## Extracted text

====================

= Hippocrates (physicians) =

Group of same-named physicians

Hippocrates (Ἱπποκράτης) was the name of several physicians in the time of Ancient Greece, some of whom were in the same family as the celebrated Hippocrates of Kos (Hippocrates II).

- Hippocrates I. The grandfather of Hippocrates II. He was the eldest son of Gnosidicus, the brother of Podaleirius and Aeneius, and the father of Heraclides, the father of Hippocrates. He lived in the 6th and 5th centuries BC. Some ancient writers attributed to him the two works De Fracturis and De Articulis, while others contended that he wrote nothing at all.
- Hippocrates II of Kos, usually known simply as Hippocrates. Grandson of Hippocrates I, and the most celebrated physician of ancient Greece for his significant contribution to the field medicine.
- Hippocrates III. The son of Thessalus, the brother of Draco II, and the grandson of Hippocrates II. He lived in the 4th century BC. He is said by the Suda to have written some medical works.

====================

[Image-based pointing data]
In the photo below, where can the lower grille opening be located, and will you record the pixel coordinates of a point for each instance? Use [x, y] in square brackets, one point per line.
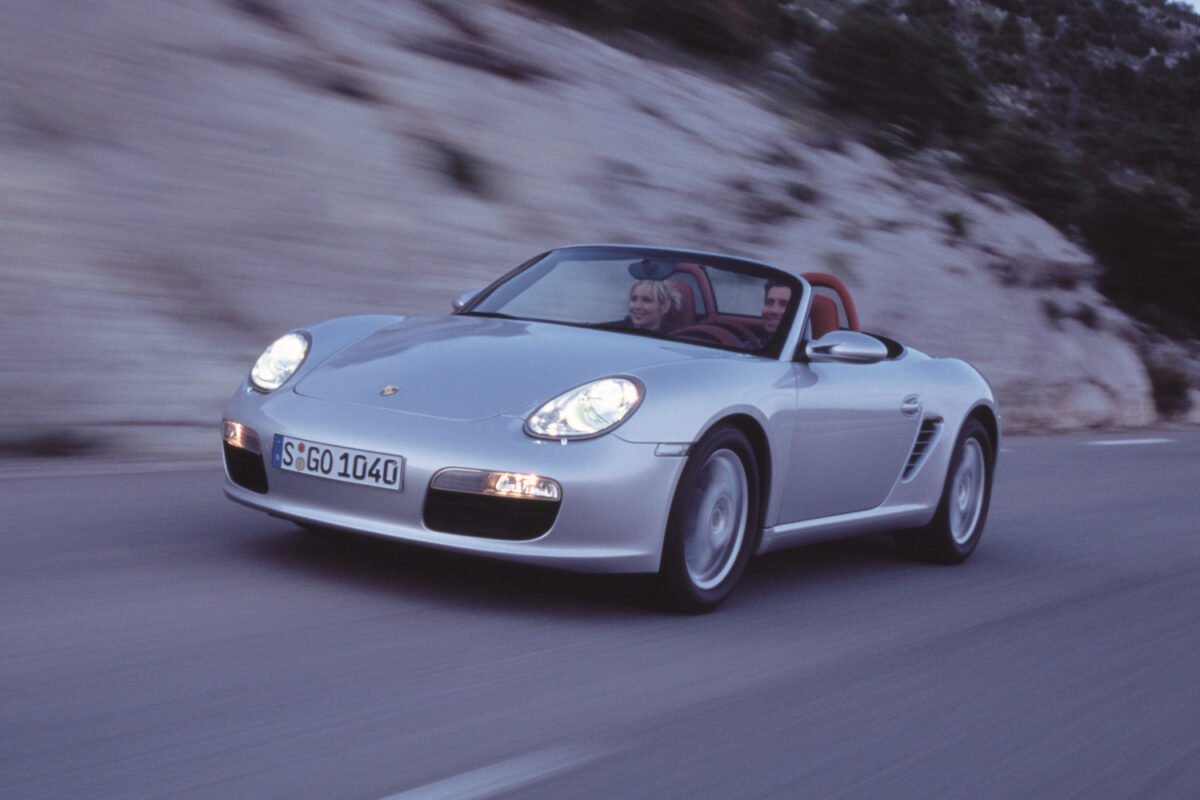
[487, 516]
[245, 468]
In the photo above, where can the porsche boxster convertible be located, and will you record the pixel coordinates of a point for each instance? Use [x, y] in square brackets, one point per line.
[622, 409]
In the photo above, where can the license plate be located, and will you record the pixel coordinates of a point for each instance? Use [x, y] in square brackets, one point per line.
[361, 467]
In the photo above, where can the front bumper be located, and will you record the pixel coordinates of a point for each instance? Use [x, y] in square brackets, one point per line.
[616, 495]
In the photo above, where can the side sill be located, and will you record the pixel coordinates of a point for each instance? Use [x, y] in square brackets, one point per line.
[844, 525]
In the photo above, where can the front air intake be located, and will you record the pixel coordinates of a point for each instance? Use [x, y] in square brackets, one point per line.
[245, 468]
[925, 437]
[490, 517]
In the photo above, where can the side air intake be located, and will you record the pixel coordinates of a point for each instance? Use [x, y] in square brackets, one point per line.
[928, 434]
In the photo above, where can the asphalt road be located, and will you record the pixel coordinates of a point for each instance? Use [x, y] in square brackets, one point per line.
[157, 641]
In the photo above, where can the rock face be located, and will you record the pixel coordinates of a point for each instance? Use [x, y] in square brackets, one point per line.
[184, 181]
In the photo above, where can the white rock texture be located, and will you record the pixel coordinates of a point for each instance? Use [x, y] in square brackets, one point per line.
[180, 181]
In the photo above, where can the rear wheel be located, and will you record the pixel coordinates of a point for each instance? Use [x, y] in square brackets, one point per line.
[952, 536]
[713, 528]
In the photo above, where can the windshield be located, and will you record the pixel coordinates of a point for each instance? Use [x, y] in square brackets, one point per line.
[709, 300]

====================

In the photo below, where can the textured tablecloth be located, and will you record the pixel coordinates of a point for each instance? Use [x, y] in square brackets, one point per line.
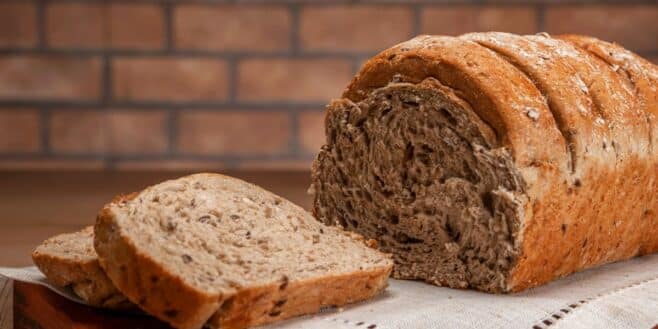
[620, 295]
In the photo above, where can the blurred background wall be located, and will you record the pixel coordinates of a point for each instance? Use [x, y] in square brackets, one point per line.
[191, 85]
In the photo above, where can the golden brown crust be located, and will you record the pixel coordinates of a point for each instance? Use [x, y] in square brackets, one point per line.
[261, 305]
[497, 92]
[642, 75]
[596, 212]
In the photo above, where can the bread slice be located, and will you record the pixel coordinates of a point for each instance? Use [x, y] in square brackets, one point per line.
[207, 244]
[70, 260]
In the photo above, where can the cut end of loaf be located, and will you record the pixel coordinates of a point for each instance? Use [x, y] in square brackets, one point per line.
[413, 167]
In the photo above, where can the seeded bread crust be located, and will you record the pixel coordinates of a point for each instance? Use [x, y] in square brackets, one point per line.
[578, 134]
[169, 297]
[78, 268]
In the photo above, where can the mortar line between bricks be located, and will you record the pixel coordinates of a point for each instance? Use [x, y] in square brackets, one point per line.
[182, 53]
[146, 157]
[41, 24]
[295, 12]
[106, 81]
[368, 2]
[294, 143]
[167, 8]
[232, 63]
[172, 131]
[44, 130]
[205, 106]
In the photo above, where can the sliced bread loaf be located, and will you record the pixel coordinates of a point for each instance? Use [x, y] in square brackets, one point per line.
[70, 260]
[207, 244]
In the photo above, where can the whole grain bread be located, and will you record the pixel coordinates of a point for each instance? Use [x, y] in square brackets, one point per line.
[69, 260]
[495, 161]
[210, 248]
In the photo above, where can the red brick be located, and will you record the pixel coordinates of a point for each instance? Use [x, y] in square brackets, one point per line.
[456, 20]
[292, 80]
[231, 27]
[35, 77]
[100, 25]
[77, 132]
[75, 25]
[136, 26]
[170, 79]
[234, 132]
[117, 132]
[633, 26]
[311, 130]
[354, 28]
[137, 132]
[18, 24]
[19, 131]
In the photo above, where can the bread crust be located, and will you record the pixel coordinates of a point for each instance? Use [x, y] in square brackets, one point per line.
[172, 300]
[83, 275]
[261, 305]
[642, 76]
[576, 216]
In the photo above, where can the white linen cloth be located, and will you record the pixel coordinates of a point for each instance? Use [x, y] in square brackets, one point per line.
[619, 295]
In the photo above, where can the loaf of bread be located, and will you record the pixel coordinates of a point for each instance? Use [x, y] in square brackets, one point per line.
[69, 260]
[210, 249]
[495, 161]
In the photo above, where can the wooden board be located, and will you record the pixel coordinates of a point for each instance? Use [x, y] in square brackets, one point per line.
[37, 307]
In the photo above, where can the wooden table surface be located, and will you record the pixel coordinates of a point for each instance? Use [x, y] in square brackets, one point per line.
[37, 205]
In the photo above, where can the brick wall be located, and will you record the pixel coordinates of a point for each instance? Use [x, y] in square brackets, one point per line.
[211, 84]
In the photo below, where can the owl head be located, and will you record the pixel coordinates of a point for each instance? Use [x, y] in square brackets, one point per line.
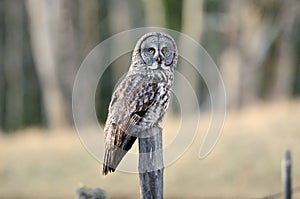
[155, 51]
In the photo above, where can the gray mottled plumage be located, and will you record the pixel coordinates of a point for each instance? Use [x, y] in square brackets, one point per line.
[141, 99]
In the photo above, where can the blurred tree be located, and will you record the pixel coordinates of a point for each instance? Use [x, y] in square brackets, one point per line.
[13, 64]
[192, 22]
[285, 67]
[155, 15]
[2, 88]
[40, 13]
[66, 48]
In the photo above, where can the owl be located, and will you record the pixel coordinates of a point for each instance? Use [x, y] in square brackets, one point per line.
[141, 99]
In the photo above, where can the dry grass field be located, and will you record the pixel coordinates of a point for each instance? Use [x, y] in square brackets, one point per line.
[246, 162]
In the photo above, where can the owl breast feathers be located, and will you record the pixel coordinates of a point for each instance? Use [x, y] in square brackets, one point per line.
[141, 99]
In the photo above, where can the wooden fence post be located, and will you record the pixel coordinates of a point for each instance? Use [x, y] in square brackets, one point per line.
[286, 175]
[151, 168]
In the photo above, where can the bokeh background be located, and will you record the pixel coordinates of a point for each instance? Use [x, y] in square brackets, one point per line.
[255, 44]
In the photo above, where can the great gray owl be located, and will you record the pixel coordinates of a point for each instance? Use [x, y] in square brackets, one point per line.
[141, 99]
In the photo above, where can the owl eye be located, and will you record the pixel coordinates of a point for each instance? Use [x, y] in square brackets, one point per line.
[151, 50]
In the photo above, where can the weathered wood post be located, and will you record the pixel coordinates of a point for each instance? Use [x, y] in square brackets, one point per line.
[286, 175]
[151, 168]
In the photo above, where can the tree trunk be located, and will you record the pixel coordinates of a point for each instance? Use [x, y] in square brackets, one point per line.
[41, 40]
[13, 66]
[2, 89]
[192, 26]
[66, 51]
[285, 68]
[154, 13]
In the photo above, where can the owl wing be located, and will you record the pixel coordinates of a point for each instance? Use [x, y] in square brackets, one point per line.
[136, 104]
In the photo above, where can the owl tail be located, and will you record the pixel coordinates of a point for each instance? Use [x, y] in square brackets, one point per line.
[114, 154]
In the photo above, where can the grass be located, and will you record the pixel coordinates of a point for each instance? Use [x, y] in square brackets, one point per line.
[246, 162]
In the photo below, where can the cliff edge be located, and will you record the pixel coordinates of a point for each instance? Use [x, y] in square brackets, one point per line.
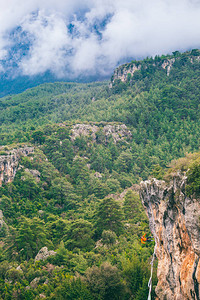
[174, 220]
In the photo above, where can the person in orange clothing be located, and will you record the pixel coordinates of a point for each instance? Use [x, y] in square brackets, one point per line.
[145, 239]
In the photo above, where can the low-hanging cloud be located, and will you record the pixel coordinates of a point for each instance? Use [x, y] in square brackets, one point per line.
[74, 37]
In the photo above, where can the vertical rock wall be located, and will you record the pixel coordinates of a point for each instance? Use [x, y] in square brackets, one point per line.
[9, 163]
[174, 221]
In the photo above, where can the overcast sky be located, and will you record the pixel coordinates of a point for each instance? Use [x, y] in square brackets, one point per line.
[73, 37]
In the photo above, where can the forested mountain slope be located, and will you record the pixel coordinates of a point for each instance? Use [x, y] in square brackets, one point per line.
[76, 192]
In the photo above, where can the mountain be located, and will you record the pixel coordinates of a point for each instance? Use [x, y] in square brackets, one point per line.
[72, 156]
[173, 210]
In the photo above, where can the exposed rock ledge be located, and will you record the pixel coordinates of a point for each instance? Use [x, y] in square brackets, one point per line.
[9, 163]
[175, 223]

====================

## Questions to answer
A - Answer these questions from the Hippocrates text, one line each:
(i) Whose son was Hippocrates I?
(ii) Which place is Hippocrates II linked with?
(iii) Which source says Hippocrates III wrote some medical works?
B - Pick up the text on the physicians named Hippocrates after its last sentence and carry it on.

## Answers to the tasks
A -
(i) Gnosidicus
(ii) Kos
(iii) The Suda

B -
- Hippocrates IV. According to Galen (Latin: Galenus), he was the son of Draco I, and the grandson of Hippocrates II; he lived in the 4th century BC, and is said to have written some medical works. The Suda, which may be confused, makes him the son of Draco II, (and therefore, the great-grandson of Hippocrates II), and the father of Draco III. He is said to have been one of the physicians to Roxana, the wife of Alexander the Great, and to have died at the hands of Cassander, the son of Antipater.
- Hippocrates V and VI. According to the Suda, Thymbraeus of Kos had two sons named Hippocrates, each of whom wrote some medical works. Their date is unknown.
- Hippocrates VII. The son of Praxianax of Kos. He wrote some medical works.